_選錄文字:_
本實驗旨在開發一種整合微氣閥與微流體元件的自動化細胞篩選系統，以分選活酵母菌和死酵母菌。系統中，螢光粒子模擬活酵母菌，標準粒子模擬死酵母菌，氣體作為連續相，粒子溶液作為分散相。利用氣體包覆生成液珠，將粒子包覆在液珠中進行隔離。通過影像辨識技術偵測液珠並將訊號回傳給微流體晶片中的微氣動閥，以控制液珠的移動並達到分類效果，從而分離含有螢光粒子和標準粒子的液珠，獲得高純度的螢光粒子溶液。
實驗結果顯示，在微氣動閥與Y字形分岔流道的幾何設計下，當微氣動閥氣壓為0.28 MPa時，液珠以0 %的分類異常率進入未啟動閥的流道出口，且經由測試發現此晶片可持續使用3.5小時以上。
實驗還發現，使用Pluronic F-127進行改質時，粒子與液珠不會黏附於流道，且粒子溶液能穩定生成液珠。

(已儲存的資料集項目)
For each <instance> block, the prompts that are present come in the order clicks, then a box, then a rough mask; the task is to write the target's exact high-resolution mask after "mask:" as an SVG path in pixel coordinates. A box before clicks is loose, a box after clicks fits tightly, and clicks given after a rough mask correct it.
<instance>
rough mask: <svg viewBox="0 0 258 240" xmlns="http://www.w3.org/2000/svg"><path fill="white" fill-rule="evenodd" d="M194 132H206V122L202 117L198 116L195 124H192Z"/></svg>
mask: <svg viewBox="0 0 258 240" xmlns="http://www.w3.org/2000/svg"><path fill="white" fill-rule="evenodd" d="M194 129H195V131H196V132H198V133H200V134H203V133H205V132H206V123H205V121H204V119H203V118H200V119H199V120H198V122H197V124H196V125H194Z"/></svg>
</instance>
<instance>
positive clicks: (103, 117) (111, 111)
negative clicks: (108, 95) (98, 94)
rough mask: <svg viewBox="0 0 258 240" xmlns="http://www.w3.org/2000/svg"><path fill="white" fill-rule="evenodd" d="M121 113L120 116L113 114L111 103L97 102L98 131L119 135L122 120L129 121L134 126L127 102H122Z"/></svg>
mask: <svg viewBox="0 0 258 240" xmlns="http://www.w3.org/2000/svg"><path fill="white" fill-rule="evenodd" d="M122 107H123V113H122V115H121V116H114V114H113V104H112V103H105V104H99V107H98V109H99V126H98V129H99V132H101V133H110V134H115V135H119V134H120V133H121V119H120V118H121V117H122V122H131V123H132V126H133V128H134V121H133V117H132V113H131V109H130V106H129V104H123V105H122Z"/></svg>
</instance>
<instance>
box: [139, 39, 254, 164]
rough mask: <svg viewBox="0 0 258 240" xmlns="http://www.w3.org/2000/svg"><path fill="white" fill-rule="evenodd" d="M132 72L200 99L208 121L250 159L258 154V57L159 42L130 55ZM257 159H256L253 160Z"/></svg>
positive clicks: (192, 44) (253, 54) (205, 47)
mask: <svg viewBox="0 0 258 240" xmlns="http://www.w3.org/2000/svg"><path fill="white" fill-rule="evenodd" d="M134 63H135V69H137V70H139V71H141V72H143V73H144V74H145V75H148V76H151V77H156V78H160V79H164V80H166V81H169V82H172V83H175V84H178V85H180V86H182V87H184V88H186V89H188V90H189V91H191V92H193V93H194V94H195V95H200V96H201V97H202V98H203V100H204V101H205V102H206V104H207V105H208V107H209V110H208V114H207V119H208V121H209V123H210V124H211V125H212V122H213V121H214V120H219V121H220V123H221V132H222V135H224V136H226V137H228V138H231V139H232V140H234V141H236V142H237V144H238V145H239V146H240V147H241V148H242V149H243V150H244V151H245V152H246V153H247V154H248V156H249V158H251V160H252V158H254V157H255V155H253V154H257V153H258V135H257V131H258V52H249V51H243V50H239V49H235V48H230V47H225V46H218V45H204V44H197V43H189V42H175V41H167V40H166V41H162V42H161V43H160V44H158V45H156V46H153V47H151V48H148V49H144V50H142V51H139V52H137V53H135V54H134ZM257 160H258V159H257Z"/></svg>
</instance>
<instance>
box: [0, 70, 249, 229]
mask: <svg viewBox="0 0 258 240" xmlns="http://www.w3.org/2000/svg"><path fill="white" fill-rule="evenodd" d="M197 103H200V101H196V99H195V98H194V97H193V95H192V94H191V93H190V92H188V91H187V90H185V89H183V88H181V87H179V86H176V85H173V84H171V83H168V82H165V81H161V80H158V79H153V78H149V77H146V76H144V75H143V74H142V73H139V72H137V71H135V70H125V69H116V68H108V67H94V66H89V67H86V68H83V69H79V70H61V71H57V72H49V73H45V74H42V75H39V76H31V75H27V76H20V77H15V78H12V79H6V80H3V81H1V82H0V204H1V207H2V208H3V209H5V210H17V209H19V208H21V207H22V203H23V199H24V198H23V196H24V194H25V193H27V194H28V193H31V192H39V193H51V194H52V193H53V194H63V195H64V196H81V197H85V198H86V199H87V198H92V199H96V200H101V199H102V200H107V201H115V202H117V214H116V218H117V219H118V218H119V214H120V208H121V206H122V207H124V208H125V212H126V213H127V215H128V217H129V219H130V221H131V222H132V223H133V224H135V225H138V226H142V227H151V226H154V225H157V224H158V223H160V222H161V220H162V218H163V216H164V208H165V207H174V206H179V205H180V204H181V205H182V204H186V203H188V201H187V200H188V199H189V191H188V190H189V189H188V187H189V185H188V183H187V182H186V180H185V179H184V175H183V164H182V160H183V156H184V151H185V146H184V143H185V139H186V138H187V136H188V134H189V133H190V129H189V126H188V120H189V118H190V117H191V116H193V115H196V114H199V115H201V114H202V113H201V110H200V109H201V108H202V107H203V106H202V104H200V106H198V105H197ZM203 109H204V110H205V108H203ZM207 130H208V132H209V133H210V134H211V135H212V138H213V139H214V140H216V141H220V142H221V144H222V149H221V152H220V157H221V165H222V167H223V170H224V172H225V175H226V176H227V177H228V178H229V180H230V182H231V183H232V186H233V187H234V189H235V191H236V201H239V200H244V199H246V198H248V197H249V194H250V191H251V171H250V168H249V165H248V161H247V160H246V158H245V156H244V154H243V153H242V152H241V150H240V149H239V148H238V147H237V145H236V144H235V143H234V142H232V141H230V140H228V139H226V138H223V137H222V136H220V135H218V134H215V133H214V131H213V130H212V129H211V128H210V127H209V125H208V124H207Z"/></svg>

_任務簡述 1:_ 請擷取微流體分選一文中從「本實驗旨在開發一種整合微氣閥」一直到「準粒子的液珠，獲得高純度的螢光粒子溶液。」的全部內容。
_任務簡述 2:_ 從微流體分選一文結束處接著往下寫。
這些資料與本題毫無關係。

_作答欄 1:_
本實驗旨在開發一種整合微氣閥與微流體元件的自動化細胞篩選系統，以分選活酵母菌和死酵母菌。系統中，螢光粒子模擬活酵母菌，標準粒子模擬死酵母菌，氣體作為連續相，粒子溶液作為分散相。利用氣體包覆生成液珠，將粒子包覆在液珠中進行隔離。通過影像辨識技術偵測液珠並將訊號回傳給微流體晶片中的微氣動閥，以控制液珠的移動並達到分類效果，從而分離含有螢光粒子和標準粒子的液珠，獲得高純度的螢光粒子溶液。

_作答欄 2:_
經PVA與Pluronic F-127改質後的偵測結果顯示，移動速度較慢的截斷式液珠相比滴落型液珠更易被辨識。雖需加入界面活性劑以穩定截斷式液珠的生成，但實驗結果顯示，截斷式液珠更適合用於自動化影像辨識分選技術中。
最終測試結果顯示，採用PVA改質的流道時，螢光粒子的分類準確率可達90.43%，目標區螢光粒子濃度達61.23%，提升31.45%，而廢棄區螢光粒子純度降至5.52%，下降24.26%。這些結果表明，該系統具有顯著的分類效果，並在細胞篩選中具有很大的應用潛力。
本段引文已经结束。